**Data entries**
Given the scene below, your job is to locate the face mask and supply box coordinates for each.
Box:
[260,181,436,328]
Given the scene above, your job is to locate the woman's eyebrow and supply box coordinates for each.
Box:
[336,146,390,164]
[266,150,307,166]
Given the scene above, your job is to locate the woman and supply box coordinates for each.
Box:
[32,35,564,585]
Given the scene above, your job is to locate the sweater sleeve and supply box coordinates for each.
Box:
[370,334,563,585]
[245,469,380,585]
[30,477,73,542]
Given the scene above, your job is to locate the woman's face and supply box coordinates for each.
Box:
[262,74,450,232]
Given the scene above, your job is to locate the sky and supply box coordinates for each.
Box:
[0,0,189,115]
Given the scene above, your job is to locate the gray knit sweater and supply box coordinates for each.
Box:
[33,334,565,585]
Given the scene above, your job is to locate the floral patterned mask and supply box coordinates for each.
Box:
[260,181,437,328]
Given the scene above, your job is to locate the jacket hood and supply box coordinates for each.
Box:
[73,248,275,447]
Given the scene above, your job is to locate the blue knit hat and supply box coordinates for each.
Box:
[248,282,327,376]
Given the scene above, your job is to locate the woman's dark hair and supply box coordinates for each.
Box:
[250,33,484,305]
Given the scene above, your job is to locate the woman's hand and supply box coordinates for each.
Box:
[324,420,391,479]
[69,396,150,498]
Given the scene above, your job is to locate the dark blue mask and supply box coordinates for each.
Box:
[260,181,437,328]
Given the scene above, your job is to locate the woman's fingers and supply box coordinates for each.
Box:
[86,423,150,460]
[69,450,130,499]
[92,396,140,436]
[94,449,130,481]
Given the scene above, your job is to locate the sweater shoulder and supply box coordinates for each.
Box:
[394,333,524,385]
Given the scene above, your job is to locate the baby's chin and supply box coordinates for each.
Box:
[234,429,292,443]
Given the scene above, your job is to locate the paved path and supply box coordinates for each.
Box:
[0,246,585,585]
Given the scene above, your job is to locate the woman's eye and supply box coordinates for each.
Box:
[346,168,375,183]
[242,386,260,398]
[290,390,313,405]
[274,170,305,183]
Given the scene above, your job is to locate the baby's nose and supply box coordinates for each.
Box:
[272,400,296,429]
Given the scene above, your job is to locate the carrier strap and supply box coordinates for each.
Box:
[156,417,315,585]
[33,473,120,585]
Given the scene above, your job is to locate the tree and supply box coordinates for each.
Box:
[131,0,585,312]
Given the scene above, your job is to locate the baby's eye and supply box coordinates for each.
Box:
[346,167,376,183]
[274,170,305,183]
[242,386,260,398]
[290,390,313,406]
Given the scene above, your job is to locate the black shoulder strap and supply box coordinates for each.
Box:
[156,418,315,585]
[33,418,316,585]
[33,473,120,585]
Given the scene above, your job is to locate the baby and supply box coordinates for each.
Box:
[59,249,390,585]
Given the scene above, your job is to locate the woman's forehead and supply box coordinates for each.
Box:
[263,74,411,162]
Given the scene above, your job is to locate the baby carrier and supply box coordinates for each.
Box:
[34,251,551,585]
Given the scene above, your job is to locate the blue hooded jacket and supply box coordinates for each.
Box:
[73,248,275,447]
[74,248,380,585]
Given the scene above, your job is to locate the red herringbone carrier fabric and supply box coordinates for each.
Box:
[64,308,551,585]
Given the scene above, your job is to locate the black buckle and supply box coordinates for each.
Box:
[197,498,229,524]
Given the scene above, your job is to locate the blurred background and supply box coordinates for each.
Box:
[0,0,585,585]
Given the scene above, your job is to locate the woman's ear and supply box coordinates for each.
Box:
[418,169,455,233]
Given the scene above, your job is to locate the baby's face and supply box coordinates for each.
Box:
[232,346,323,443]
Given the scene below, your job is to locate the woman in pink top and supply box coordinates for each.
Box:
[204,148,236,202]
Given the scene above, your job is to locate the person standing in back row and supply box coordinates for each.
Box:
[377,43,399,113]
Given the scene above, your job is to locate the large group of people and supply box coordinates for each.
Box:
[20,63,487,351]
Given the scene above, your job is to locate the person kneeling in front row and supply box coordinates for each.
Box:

**Requirements**
Recast the lines of the items, starting with the line that contains "Given the scene above, your job is to locate the dark" and going on through the line that contains "[94,449,130,481]", as a Markdown table. Use the columns Row and Text, number each row, and leave out any blank lines.

**Right answer**
| Row | Text |
|---|---|
| 1 | Given the scene above, your job is to locate the dark blue mask and supply box coordinates for each. |
| 2 | Box: |
| 3 | [260,181,437,328] |
| 4 | Given the scene above, your job is to locate the woman's fingers and supply box coordinates for each. |
| 5 | Box: |
| 6 | [86,423,150,460] |
| 7 | [69,450,130,499] |
| 8 | [92,396,140,436] |
| 9 | [94,449,130,481] |